## EXERCISE SET
A. In the Park Soon-jae biography, which university awarded him a PhD in biochemistry, and in what year?
B. Pick up the Park Soon-jae biography after its final sentence and carry it forward.

## TEXT EXCERPT
- Born: December 22, 1954 (age 71) Gunsan, South Korea
- Occupations: Businessman, biochemist
- Employer: Alteogen [ko]

Korean name
- Hangul: 박순재
- RR: Bak Sunjae
- MR: Pak Sunjae

= Park Soon-jae =

South Korean biochemist and businessman (born 1954)

Park Soon-jae (born December 22, 1954) is a South Korean businessman and biochemist. He is the CEO and co-founder of the biotechnology company Alteogen. He founded the company alongside his wife Chung Hye-shin, whom was the chief scientific officer of the company. He is among the richest people in South Korea; in 2025, Forbes estimated his net worth at US$3 billion and ranked him the 23rd richest person in the country.

== Biography ==
Park was born on December 22, 1954, in Gunsan, South Korea. In 1973, he graduated from Seoul High School. In 1980, he graduated from Yonsei University with a bachelor's in biochemistry. In 1985, he graduated from Purdue University with a PhD in biochemistry.

From 1986 to 1988, he worked as a researcher at the Massachusetts Institute of Technology (MIT). He worked in South Korea beginning in 1988 in various biotechnology research positions. In 1998, he became head of development in LG Chem. He worked in various leadership roles in LG Chem's life sciences division thereafter.

## DATA TO EXAMINE
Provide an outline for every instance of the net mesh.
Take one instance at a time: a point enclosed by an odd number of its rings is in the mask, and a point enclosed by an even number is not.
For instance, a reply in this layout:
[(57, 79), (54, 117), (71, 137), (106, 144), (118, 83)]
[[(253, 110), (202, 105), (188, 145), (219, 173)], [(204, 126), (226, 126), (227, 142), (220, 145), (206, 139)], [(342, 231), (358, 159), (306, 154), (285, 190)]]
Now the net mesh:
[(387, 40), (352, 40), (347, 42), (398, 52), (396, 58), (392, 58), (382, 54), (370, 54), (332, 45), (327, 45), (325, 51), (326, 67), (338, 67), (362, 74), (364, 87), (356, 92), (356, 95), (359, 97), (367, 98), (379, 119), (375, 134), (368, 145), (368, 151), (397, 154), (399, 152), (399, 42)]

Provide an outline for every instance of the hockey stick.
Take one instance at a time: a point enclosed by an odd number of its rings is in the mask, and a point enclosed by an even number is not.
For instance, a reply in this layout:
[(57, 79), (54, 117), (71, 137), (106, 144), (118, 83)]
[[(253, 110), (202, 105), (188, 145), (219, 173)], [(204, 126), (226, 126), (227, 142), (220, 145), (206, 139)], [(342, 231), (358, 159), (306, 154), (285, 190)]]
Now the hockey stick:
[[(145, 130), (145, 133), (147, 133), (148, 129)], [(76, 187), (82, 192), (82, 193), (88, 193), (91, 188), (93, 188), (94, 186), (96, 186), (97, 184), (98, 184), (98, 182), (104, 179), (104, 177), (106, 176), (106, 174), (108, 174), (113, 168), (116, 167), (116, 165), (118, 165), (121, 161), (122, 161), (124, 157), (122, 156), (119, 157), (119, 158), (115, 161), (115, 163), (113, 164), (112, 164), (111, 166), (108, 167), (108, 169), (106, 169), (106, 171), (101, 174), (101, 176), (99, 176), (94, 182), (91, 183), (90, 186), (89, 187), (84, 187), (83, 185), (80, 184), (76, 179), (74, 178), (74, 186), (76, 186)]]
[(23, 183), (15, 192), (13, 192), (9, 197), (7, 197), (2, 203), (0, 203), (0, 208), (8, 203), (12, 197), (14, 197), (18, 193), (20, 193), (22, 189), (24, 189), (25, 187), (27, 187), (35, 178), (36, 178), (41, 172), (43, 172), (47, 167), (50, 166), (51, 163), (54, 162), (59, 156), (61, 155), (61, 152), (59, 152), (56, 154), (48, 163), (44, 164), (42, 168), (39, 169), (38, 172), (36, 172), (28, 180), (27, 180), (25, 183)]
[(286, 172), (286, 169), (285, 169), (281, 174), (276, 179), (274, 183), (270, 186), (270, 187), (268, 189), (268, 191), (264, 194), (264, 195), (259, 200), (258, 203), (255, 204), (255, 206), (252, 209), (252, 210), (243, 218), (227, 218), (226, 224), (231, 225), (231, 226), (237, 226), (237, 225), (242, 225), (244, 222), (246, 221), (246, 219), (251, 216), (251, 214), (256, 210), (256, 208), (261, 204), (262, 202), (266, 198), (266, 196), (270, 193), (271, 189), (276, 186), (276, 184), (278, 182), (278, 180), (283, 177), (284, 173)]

## RESPONSES TO THE EXERCISE
A. Purdue University, in 1985.

B.
In 2006, he became managing director of Dream Pharma. In 2008, he founded Alteogen with his wife, Chung Hye-shin. From 2009 to 2010 he served as chairman of pharmaceutical company Binex, and as a vice president from 2010 to 2011. He became Alteogen's CEO in either 2010 or 2011. By June 2024, he held a 19.2% stake of Alteogen. In December 2024, Alteogen had the largest market capitalization in the KOSDAQ exchange. Amidst this 2024 stock price surge, Park became a billionaire (by $US).

== Personal life ==
He has a wife, Chung Hye-shin, whom is a co-founder and former chief scientific officer of Alteogen, as well as a professor at Hannam University. They both received their doctorates from Purdue University and worked as researchers at MIT. The couple have a daughter, Park Su-min. In June 2024, Chung had a 0.8% stake in Alteogen, and Park Su-min a 0.5% stake. Chung left the company in September 2023 and controversially sold off much of her stake in the company in early 2024. Park Soon-jae assured stockholders that he would not sell off his own shares. Chung reportedly intended to work with non-profits and on other projects in biotechnology.